## DIRECTIONS
Rescale every line from the one containing "of the forested" down to the final line, reproducing all of them, including those that hold no answers. Multiply each answer coordinate by 1.95 and round it to a whole number, rounding halves up, and leave all other numbers unchanged.

## DATA TO PROCESS
* Begin *

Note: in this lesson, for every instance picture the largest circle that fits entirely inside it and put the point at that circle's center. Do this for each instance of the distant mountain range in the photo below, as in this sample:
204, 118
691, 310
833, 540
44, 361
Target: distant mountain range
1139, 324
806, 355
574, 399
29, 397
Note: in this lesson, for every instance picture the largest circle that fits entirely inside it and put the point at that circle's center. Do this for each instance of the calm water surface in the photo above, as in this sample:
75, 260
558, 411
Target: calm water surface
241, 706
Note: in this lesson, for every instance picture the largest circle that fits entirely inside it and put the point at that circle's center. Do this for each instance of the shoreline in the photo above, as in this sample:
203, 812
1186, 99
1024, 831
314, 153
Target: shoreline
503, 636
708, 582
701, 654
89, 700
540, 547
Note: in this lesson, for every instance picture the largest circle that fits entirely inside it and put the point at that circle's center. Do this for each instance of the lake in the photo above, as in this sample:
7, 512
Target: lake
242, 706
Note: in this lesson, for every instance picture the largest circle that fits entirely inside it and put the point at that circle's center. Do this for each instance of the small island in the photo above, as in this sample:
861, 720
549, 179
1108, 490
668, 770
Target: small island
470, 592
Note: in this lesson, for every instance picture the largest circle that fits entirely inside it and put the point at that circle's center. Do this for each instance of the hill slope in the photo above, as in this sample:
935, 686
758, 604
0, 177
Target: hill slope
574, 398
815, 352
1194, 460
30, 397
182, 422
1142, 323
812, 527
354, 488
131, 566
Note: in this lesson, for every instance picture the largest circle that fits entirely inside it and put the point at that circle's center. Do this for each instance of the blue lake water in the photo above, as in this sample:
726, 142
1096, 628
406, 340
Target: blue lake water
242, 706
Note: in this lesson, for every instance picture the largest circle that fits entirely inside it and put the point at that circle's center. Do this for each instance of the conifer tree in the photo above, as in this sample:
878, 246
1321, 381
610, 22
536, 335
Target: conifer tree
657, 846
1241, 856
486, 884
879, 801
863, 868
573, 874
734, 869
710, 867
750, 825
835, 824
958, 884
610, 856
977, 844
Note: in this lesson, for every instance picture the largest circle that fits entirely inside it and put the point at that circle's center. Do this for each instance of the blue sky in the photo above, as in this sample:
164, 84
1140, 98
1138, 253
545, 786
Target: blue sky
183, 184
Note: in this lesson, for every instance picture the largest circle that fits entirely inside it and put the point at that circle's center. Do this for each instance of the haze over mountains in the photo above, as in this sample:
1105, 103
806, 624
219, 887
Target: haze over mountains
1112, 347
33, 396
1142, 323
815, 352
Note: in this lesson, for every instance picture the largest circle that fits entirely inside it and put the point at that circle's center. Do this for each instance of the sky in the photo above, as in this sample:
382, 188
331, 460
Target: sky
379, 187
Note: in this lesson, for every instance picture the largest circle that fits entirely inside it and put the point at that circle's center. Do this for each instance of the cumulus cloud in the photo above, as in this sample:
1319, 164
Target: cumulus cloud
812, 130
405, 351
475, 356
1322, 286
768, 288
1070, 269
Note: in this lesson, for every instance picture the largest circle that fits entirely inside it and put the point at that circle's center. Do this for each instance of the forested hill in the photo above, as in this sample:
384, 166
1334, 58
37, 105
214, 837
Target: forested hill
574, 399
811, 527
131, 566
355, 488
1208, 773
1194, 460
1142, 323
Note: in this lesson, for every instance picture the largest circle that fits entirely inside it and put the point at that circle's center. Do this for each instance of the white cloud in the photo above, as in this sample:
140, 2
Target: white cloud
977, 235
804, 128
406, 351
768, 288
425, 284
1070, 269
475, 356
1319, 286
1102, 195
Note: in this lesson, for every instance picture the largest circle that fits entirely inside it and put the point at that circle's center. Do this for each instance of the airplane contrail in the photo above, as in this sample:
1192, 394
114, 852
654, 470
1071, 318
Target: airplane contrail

* End *

## RESPONSE
Note: in this lesson, for every instance picture the largest circle that fits entirely inside it and put the point at that circle's center. Do this for each instance of the forested hill in the photo above, as in this sample:
384, 166
1334, 58
37, 105
214, 837
Target: forested hill
1119, 778
1581, 1028
255, 1104
692, 952
2356, 1507
2328, 897
2227, 630
Note: in this lesson, for every instance picture the largest circle that fits entirely inside it and put the point at that circle's center. Do this for each instance of the white cloud in the photo above, as in this sample:
140, 2
Target: white cloud
1905, 458
1568, 250
792, 684
1498, 562
829, 554
2087, 525
926, 694
2572, 558
2149, 380
Note: in this lesson, for every instance picture the largest circle that fits entirely inside it and put the point at that circle's center. Do this for each instance of the airplane contrail in the photo above, as in this sample:
1192, 394
114, 852
654, 470
1071, 318
Target: airplane contrail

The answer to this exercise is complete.